◆ Job a ◆
Lay out the stretch of the records from the line containing "trace target=dog's nose" through the line containing "[[[24,41],[18,41],[18,45],[23,45]]]" as a numbered list, omitting blank lines.

◆ Quoted text ◆
Picturing Mathematics
Picturing Mathematics
Booking via Rewley House Website
A day on the ways mathematicians have expressed their ideas in picture-form. Learn how these mathematical tools were invented with an enjoyable view of the beauty of mathematics.
There are many instances in the history of mathematics when equations or symbols were not the best means of conveying ideas and concepts, and new ways of communication were devised. We are now familiar with the beautiful butterfly patterns associated with chaos theory, the E8 geometry of string theory, and the fractal patterns of Mandlebrot. These esoteric examples from the last century joined earlier mathematical visualisation in the form of surface models, Venn diagrams, and presentations of probability. The day will investigate how these mathematical tools were invented, and provide an enjoyable view of the beauty of mathematics.

◆ Object outline annotations ◆
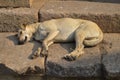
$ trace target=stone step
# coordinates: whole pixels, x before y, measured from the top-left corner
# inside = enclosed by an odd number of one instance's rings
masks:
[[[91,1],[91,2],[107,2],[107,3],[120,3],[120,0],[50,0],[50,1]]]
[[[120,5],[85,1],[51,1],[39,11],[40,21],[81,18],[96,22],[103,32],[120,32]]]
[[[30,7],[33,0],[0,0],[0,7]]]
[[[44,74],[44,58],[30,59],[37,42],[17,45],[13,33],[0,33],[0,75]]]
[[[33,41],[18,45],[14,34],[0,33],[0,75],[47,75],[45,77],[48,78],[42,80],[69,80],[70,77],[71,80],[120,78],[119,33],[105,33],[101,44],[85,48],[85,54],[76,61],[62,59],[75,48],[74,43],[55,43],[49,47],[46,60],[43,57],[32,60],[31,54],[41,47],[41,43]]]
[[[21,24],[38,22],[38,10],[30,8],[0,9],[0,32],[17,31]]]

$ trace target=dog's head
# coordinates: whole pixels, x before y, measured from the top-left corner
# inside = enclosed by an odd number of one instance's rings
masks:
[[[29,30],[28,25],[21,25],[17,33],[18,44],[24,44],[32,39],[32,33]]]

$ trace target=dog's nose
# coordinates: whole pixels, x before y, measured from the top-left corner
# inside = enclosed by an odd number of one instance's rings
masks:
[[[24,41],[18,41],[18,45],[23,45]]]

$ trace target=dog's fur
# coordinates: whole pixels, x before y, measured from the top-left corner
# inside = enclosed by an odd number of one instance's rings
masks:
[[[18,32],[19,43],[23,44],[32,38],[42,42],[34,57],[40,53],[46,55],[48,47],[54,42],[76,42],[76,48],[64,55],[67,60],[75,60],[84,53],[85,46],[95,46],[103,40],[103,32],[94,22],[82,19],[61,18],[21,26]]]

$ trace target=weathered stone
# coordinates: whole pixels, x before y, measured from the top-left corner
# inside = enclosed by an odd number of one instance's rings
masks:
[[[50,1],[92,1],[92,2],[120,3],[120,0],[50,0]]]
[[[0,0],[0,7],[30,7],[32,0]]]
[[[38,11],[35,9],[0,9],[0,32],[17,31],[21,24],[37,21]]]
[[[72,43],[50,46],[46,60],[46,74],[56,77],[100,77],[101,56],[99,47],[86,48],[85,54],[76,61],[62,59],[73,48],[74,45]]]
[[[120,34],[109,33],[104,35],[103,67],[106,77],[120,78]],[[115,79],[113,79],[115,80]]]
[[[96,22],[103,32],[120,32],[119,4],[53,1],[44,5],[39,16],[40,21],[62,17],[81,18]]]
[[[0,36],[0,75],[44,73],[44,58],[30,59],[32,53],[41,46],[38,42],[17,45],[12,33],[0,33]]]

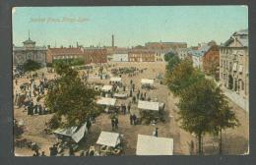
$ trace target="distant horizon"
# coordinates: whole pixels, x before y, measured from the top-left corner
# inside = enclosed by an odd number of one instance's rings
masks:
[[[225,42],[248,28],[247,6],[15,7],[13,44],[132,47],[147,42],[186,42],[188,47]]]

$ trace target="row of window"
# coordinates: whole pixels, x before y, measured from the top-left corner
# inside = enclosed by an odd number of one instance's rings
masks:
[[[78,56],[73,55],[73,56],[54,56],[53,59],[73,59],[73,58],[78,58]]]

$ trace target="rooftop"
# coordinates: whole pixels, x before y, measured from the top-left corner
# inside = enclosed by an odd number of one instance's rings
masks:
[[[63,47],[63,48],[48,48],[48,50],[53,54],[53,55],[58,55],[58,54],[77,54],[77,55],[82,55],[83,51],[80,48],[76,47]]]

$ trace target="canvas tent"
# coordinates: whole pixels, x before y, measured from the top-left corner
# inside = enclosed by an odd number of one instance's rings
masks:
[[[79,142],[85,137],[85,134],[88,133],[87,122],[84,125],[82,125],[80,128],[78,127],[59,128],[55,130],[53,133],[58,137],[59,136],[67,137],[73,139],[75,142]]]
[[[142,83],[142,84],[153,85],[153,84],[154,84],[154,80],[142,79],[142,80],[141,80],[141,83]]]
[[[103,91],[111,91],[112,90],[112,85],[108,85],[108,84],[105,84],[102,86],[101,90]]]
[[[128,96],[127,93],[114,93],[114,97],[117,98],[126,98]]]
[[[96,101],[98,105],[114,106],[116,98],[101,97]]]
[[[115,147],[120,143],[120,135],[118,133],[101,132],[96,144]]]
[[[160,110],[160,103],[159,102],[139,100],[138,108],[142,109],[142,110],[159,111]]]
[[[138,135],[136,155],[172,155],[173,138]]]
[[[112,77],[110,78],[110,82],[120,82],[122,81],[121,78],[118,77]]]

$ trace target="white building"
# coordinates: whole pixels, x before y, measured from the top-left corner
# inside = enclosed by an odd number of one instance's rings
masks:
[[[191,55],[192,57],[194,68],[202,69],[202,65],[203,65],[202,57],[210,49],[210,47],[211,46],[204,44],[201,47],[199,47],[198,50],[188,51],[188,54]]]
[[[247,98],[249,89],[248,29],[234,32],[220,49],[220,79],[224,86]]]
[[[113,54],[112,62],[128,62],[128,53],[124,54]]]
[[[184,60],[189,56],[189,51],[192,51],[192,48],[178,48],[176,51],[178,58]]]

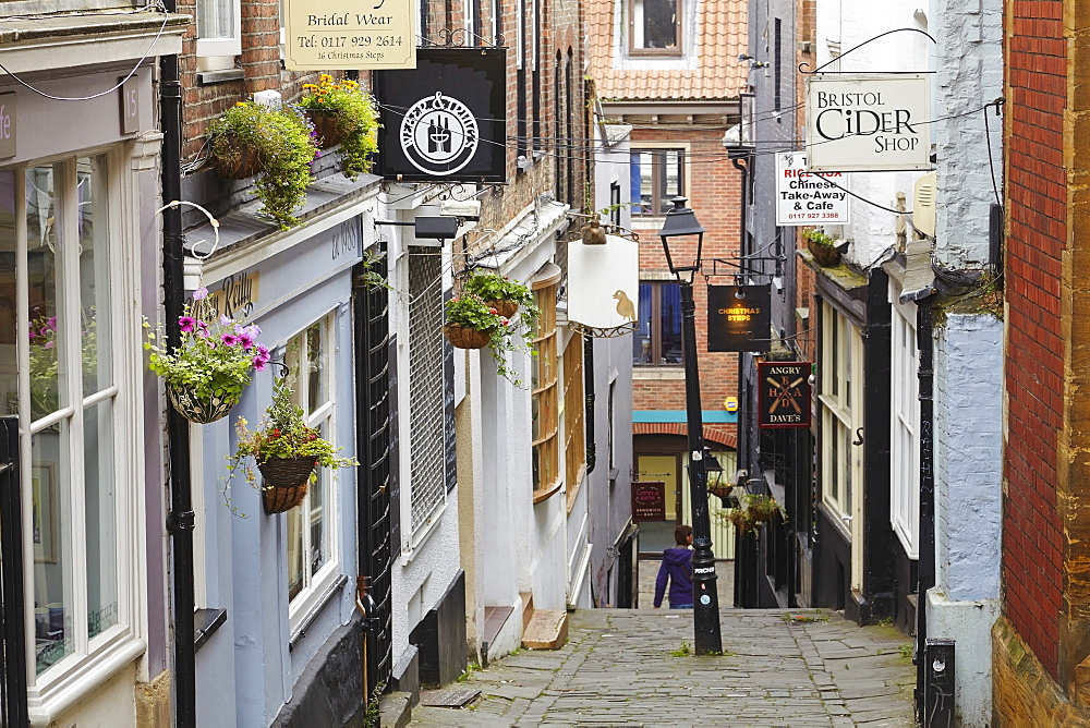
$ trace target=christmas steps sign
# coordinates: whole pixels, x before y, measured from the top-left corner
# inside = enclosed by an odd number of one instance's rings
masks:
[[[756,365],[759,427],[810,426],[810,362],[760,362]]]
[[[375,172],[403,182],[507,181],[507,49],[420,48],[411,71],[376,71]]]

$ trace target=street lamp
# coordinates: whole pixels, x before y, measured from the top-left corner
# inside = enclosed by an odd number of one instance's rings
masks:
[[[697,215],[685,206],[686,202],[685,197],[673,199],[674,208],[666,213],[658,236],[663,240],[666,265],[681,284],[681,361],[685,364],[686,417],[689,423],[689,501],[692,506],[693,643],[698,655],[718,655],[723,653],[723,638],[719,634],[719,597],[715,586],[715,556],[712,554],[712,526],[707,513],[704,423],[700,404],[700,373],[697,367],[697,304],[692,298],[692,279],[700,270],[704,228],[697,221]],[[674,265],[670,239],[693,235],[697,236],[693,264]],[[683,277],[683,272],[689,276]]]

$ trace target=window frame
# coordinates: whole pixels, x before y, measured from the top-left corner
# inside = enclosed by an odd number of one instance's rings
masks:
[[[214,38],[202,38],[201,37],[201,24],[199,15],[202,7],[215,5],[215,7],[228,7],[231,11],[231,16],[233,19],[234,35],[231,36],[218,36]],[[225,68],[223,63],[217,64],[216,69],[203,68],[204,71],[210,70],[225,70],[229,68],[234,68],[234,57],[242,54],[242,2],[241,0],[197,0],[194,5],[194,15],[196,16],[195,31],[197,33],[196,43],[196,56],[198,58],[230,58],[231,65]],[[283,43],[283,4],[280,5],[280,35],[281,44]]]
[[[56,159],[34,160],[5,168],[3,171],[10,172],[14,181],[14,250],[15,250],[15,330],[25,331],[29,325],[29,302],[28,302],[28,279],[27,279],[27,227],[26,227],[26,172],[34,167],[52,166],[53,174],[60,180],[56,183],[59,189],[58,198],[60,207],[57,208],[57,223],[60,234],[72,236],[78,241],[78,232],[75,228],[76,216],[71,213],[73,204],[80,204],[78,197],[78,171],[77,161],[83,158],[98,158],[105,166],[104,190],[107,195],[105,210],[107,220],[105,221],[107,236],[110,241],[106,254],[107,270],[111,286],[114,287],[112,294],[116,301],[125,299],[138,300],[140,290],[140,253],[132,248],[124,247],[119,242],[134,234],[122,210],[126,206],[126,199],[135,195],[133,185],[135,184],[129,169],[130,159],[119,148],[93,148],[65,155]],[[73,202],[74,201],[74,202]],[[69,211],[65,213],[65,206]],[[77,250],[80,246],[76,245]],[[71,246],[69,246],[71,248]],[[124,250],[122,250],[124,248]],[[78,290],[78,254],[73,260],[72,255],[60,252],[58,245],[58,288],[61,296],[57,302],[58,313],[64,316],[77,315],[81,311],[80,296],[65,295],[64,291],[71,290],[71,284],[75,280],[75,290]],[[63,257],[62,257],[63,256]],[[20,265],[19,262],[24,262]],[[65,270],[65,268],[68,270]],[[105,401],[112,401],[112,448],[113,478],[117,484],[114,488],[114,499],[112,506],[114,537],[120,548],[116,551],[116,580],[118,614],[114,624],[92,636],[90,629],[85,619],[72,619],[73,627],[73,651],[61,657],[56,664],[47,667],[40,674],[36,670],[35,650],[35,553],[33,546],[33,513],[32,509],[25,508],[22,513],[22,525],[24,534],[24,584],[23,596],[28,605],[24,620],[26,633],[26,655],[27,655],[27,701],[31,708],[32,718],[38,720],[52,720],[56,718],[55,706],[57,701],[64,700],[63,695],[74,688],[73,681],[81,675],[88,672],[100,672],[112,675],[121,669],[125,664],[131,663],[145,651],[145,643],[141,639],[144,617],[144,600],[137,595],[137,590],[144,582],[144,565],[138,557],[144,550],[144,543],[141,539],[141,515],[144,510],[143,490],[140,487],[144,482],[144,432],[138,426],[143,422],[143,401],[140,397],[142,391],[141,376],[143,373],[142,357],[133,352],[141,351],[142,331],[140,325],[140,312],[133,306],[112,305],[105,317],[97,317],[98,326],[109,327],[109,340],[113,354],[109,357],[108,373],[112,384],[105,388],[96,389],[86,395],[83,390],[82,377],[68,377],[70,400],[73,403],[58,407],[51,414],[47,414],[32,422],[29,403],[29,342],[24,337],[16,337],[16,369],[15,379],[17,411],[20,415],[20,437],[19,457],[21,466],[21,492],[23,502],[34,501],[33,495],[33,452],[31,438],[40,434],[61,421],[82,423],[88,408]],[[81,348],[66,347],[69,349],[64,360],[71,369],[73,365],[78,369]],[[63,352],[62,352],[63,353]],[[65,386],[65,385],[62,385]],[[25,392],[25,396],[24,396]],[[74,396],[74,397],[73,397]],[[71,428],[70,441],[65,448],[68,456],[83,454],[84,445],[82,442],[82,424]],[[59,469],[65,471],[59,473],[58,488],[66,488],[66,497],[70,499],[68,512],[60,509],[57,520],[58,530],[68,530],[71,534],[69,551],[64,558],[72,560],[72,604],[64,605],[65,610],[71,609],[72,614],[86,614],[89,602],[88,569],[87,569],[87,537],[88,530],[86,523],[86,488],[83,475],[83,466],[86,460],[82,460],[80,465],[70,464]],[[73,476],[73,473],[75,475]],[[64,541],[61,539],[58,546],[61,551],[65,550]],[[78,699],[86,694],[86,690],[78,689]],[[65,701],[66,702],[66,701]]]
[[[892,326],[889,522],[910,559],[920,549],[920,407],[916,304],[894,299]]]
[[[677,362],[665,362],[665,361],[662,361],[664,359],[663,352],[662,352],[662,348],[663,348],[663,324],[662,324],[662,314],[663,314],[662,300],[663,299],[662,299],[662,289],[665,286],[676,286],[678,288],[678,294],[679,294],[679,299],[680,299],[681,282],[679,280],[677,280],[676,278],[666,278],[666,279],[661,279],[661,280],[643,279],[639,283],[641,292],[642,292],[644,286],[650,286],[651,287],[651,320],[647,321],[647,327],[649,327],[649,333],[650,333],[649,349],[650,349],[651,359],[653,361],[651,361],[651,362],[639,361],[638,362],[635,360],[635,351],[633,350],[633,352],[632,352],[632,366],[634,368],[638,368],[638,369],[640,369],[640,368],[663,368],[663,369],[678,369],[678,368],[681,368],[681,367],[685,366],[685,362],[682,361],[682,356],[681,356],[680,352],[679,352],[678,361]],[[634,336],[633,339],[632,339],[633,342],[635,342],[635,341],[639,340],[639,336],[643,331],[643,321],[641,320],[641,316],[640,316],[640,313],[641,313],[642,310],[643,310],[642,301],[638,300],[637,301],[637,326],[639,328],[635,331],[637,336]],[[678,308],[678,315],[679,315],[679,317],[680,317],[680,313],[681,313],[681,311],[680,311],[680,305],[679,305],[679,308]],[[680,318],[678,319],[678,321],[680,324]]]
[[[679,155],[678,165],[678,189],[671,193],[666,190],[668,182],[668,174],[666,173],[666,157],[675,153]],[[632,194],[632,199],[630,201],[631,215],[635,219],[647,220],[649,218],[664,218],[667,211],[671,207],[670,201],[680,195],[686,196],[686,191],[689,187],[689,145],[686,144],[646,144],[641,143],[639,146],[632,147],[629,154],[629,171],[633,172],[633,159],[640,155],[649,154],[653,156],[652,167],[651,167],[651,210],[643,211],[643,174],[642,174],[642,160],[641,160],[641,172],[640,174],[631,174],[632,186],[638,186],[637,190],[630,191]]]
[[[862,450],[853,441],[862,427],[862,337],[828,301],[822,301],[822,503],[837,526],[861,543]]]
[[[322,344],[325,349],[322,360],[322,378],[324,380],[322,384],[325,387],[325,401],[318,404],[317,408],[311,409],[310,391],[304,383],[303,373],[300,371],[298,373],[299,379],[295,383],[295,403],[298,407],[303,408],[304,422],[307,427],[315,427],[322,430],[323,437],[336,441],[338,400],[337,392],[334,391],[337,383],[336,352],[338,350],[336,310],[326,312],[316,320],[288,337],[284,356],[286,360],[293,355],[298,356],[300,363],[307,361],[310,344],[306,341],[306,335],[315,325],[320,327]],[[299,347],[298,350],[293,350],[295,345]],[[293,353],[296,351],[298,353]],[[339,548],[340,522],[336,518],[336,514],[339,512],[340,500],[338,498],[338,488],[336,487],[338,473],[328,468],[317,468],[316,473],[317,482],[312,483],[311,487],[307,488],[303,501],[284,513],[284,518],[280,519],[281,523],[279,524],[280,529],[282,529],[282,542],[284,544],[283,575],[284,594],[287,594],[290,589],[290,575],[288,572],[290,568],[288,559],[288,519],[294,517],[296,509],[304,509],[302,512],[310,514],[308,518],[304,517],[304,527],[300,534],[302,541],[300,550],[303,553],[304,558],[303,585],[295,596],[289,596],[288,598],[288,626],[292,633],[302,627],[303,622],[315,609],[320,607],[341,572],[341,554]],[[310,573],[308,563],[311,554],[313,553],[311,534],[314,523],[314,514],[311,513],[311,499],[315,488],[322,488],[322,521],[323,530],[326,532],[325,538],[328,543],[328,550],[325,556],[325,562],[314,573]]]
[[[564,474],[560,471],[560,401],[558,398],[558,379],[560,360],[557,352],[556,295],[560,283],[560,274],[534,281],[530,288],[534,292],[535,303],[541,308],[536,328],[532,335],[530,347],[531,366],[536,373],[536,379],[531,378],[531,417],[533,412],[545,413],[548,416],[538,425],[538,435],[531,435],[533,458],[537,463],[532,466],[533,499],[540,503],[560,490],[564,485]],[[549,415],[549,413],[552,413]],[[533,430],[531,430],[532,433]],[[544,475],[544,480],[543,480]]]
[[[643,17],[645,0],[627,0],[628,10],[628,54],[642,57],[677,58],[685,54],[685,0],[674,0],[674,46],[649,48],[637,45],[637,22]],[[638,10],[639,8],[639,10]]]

◆ Job b ◆
In the Picturing Mathematics course description, which geometry is linked to string theory?

◆ Correct answer a ◆
1. $ trace target=dog's nose
2. # coordinates: whole pixels, x before y, measured from the top-left corner
3. # inside = enclosed by an odd number of one instance's rings
4. masks:
5. [[[24,41],[18,41],[18,45],[23,45]]]

◆ Correct answer b ◆
The E8 geometry